--- ASSIGNMENT 1 ---
State whether each statement agrees with the biography of Senator John Breaux below, answering yes or no and quoting the deciding words of the biography: (a) Breaux was elected to the Senate in 1986; (b) Breaux chairs the Finance subcommittee on Health Care; (c) Breaux succeeded Bill Clinton as chair of the Democratic Leadership Council.
--- ASSIGNMENT 2 ---
Reproduce verbatim the portion of the biography of Senator John Breaux below, starting with "For the past" and going on through "health care reform.".

--- EXCERPT PROVIDED ---
"""
Senator John Breaux represented the 7th District of Louisiana for 14 years before being elected to the Senate in 1986. In 1972, at the age of 28, he became the youngest member in the U.S. House of Representatives.
In 1998, Senator Breaux was re-elected to a third term in the U.S. Senate, maintaining his title as Louisiana's senior senator. In 1993, his Democratic colleagues elected him to serve as Chief Deputy Whip, a position he has held for three congressional terms and continues to hold through the 107th Congress.
A senior member of the Finance Committee, Breaux serves as chairman of the Subcommittee on Social Security and Family Policy. He serves on two other Finance subcommittees: Health Care, and Taxation and IRS Oversight.
Breaux is also a member of the Senate Rules Committee. The Rules Commitee is responsible for federal elections, including contested elections, presidential succession, and all of the operations of the Senate.
Breaux is chairman of the Special Committee on Aging. He has used this position to highlight the importance of protecting and strengthening Social Security and Medicare. In 1998, he was selected by the White House and House and Senate leaders to chair the National Bipartisan Commission on the Future of Medicare. Also in 1998, Breaux co-chaired the National Commission on Retirement Policy, which produced legislation to help reform Social Security.
As a member of the Committee on Commerce, Science and Transportation, Breaux has worked on a variety of issues, including telecommunications, consumer protection, fisheries, shipping, tourism and aviation. He is chairman of the Subcommittee on Surface Transportation and Merchant Marine. The Senator also serves on four additional subcommittees: Aviation; Communication; Oceans and Fisheries; and Science, Technology and Space.
For the past several years, as the leader of the Centrist Coalition of Senate Democrats and Republicans, Breaux has sought bipartisan agreements in a number of areas, including the balanced budget, welfare reform and health care reform.
Breaux has been at the forefront of the effort to return the national Democratic Party to the center of American politics. He was a founder and past chair of the Democratic Leadership Council, succeeding Bill Clinton in 1991.
Braux was born in Crowley, Louisiana. Breaux is a graduate of Southwestern Louisiana University in Lafayette and the Louisiana State University School of Law in Baton Rouge. He and his wife Lois have four children.
"""
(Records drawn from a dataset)
"""
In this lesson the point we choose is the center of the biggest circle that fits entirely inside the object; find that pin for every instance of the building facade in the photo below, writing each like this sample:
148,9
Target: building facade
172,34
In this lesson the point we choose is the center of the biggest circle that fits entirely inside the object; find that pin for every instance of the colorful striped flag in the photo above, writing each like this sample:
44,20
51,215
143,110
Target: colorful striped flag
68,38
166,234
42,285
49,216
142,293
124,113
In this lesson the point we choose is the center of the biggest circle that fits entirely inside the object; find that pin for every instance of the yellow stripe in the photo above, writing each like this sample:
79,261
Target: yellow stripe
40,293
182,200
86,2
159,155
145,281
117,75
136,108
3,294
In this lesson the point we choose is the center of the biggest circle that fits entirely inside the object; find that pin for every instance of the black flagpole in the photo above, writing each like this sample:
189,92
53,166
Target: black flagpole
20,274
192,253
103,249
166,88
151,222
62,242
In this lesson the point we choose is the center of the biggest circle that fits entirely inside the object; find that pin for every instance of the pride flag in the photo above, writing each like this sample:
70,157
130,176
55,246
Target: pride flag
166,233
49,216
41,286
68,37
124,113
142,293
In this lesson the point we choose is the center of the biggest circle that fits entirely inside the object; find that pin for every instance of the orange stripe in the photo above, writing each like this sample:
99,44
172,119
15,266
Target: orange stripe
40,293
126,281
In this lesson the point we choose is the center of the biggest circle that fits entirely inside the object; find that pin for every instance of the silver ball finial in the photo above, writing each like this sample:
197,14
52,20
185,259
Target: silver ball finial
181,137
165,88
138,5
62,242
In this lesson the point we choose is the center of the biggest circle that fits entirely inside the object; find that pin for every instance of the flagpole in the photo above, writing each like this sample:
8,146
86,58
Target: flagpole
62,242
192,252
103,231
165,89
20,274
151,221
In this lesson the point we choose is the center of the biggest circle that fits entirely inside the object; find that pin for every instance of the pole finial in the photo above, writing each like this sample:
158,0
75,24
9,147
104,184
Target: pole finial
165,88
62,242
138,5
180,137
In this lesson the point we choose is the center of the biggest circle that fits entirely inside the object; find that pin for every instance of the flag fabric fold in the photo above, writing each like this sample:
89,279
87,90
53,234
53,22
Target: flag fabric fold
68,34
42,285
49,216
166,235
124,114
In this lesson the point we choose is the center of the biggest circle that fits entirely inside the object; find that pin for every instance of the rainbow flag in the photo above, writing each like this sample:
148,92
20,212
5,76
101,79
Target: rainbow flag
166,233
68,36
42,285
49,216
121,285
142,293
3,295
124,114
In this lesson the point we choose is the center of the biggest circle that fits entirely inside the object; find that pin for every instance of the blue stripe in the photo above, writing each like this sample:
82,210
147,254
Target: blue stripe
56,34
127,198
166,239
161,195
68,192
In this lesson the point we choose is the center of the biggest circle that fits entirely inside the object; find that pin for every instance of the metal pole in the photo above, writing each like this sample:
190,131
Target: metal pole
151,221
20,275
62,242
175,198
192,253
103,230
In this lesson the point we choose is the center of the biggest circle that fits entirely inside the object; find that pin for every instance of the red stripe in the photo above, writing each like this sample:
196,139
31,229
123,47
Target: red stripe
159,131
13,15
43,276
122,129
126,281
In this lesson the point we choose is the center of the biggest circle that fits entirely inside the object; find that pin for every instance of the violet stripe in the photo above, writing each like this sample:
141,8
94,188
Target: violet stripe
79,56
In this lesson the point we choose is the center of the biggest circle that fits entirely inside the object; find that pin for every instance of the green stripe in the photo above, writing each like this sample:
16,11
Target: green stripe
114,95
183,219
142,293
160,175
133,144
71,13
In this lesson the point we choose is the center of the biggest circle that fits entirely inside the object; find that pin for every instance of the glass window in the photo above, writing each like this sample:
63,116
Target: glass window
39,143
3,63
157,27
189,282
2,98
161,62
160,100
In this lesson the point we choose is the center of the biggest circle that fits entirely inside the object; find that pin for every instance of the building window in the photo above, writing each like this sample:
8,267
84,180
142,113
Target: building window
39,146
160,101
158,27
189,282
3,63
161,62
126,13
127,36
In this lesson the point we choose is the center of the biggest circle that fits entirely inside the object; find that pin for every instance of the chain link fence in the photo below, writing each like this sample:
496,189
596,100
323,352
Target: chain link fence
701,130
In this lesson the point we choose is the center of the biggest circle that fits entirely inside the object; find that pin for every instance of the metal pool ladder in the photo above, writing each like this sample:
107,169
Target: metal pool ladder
"""
--- TASK OUTPUT 1 ---
(a) Yes: "before being elected to the Senate in 1986"
(b) No: "Breaux serves as chairman of the Subcommittee on Social Security and Family Policy"
(c) Yes: "succeeding Bill Clinton in 1991"

--- TASK OUTPUT 2 ---
For the past several years, as the leader of the Centrist Coalition of Senate Democrats and Republicans, Breaux has sought bipartisan agreements in a number of areas, including the balanced budget, welfare reform and health care reform.